Task prompt
Reproduce verbatim the stretch of the text on distributed graph processing from "Song, Shuang, Ph." through "graph processing systems.".

Text shown
☆ ☆ ☆ ☆
Improving distributed graph processing by load balancing and redundancy reduction

Date

2020-03-09

Authors

Song, Shuang, Ph. D.

Journal Title

Journal ISSN

Volume Title

Publisher

Abstract

The amount of data generated every day is growing exponentially in the big data era. A significant portion of this data is stored as graphs in various domains, such as online retail and social networks. Analyzing large-scale graphs provides important insights that are highly utilized in many areas, such as recommendation systems, banking systems, and medical diagnosis. To accommodate analysis on large-scale graphs, developers from industry and academia design the distributed graph processing systems.

However, processing graphs in a distributed manner suffers performance inefficiencies caused by workload imbalance and redundant computations. For instance, while data centers are trending towards a large amount of heterogeneous processing machines, graph partitioners still operate under the assumption of uniform computing resources. This leads to load imbalance that degrades the overall performance. Even with a balanced data distribution, the irregularity of graph applications can result in different amounts of dynamic operations on each machine in the cluster. Such imbalanced work distribution slows down the execution speed. Besides these, redundancy also impacts the performance of distributed graph analysis. To utilize the available parallelism of computing clusters, distributed graph systems deploy the repeated-relaxing computation model (e.g., Bellman-Ford algorithm variants) rather than in a sequential but work-optimal order. Studies performed in this dissertation show that redundant computations pervasively exist and significantly impact the performance efficiency of distributed graph processing.
☆ ☆ ☆ ☆
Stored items

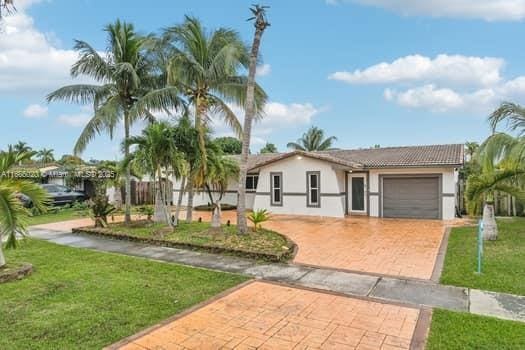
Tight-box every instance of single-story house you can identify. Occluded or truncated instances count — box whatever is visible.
[173,144,464,220]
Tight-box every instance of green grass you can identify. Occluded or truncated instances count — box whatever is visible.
[108,222,288,254]
[426,309,525,350]
[0,240,245,350]
[441,218,525,295]
[27,208,86,225]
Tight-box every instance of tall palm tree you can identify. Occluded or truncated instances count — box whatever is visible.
[163,16,266,221]
[125,121,184,225]
[286,126,337,152]
[237,5,270,234]
[489,102,525,136]
[465,133,525,240]
[199,144,239,228]
[47,20,181,223]
[36,148,55,165]
[0,146,48,268]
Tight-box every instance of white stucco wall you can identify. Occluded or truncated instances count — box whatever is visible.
[253,156,345,217]
[369,168,458,220]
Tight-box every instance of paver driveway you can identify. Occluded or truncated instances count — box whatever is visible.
[32,211,444,279]
[182,211,445,279]
[115,282,419,350]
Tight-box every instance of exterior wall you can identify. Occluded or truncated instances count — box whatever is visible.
[253,156,345,217]
[368,168,458,220]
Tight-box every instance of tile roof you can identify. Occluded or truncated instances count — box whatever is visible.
[248,144,464,169]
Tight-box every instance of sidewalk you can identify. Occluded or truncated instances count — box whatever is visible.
[30,228,525,322]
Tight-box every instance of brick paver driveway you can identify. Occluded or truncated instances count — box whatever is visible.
[114,282,419,350]
[35,211,445,279]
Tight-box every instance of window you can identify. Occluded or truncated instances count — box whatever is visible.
[270,173,283,206]
[306,171,321,207]
[246,174,259,191]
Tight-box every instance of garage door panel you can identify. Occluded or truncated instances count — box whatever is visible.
[383,177,439,219]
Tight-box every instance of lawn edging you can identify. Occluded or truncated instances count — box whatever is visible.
[72,227,298,262]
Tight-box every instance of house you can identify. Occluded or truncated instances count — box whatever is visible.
[174,144,464,220]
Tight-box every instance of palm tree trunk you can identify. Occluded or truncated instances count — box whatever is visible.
[0,245,6,268]
[173,176,186,226]
[153,172,166,222]
[124,111,131,224]
[237,19,265,234]
[211,199,221,228]
[186,177,195,223]
[483,202,498,241]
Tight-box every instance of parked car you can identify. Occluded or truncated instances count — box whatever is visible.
[41,184,87,205]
☆ ☆ ☆ ☆
Solution for this problem
Song, Shuang, Ph. D.

Journal Title

Journal ISSN

Volume Title

Publisher

Abstract

The amount of data generated every day is growing exponentially in the big data era. A significant portion of this data is stored as graphs in various domains, such as online retail and social networks. Analyzing large-scale graphs provides important insights that are highly utilized in many areas, such as recommendation systems, banking systems, and medical diagnosis. To accommodate analysis on large-scale graphs, developers from industry and academia design the distributed graph processing systems.